(What is expected)
Locate every line in the items below that contains the string "shade", and copy each of those lines in full.

___ Input data

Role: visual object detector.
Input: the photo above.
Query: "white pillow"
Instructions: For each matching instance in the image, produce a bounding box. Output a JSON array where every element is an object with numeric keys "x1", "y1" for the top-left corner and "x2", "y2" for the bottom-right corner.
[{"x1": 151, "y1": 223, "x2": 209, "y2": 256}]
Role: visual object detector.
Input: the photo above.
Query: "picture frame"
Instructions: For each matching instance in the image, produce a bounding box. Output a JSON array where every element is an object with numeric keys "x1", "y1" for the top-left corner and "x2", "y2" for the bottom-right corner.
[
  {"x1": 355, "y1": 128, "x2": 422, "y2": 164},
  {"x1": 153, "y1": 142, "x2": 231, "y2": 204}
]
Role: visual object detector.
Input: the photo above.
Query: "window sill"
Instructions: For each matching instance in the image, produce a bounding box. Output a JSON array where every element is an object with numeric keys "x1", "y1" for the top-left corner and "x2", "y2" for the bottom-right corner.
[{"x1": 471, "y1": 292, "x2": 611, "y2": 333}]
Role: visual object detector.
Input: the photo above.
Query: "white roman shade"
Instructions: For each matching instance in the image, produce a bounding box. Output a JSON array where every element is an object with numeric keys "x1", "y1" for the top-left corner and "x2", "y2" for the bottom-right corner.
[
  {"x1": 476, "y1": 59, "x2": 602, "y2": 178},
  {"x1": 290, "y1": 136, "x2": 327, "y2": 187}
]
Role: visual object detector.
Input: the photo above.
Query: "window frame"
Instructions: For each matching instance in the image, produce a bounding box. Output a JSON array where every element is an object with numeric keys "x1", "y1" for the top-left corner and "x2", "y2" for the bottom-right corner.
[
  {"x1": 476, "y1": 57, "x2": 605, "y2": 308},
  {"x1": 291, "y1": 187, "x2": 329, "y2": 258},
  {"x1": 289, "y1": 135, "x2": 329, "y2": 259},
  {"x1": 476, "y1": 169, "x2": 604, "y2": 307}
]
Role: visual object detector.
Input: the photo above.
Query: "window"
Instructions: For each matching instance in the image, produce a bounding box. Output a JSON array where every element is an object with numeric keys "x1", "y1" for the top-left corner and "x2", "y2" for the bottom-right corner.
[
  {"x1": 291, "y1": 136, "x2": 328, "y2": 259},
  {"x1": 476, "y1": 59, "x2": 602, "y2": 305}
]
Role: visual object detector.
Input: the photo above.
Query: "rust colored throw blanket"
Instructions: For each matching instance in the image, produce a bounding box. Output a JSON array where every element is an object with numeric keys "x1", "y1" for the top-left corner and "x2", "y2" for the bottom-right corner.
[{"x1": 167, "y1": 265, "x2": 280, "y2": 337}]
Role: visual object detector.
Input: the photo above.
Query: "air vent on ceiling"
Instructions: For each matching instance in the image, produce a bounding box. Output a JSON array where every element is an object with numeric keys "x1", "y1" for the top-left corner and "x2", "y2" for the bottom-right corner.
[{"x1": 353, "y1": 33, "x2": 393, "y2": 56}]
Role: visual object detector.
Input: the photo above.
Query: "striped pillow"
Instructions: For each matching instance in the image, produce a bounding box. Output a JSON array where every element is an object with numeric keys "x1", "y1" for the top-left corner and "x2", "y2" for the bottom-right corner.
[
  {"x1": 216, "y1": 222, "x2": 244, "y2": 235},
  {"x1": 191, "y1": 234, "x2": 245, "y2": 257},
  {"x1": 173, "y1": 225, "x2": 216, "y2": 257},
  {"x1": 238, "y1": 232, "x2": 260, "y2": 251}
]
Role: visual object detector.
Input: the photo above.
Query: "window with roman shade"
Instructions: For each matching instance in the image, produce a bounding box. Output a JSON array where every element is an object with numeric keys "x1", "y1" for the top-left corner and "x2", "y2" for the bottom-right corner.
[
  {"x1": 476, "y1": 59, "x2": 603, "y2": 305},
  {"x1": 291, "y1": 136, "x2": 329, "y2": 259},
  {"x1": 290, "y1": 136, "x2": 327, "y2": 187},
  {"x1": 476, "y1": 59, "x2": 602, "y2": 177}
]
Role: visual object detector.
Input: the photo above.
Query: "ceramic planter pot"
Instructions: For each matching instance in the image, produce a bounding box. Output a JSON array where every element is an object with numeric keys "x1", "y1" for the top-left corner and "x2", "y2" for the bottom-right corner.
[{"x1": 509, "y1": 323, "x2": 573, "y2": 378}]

______

(Finished answer)
Query: "white roman shade"
Query: "window with roman shade"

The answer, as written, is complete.